[Stored dataset items]
================

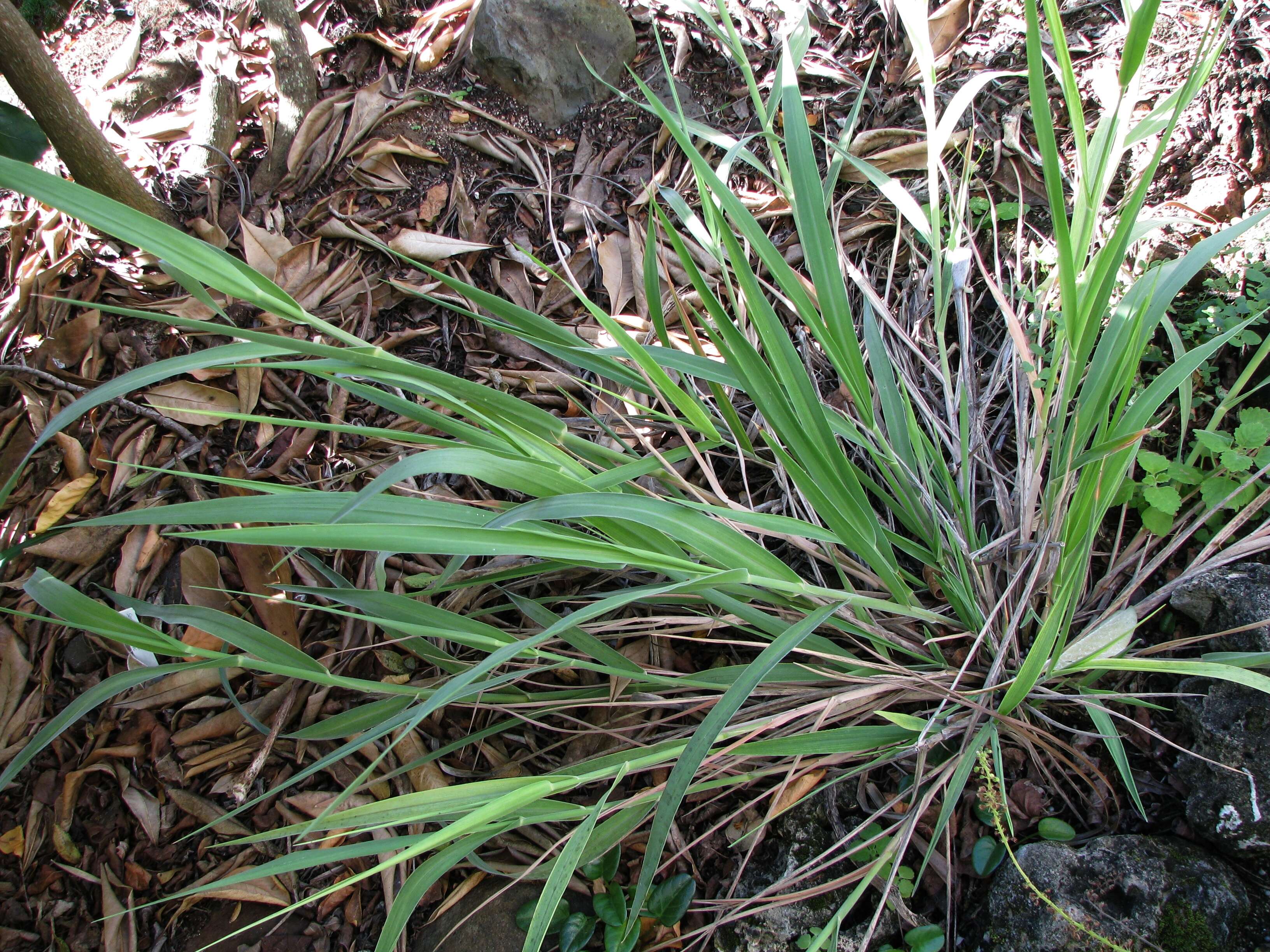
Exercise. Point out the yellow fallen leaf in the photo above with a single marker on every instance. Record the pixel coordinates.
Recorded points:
(13, 842)
(265, 890)
(193, 404)
(797, 790)
(64, 500)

================

§ **Stated problem**:
Reproduce the rows above, switching "yellow" to "red" and changing nothing else. Leave the pictures out.

§ **Output for this exercise**:
Exercise. Point out the red fallen leaf in the photo above with a single marker on every instance. Record the pixel coordinates.
Recorded points:
(13, 842)
(265, 890)
(193, 404)
(797, 790)
(64, 500)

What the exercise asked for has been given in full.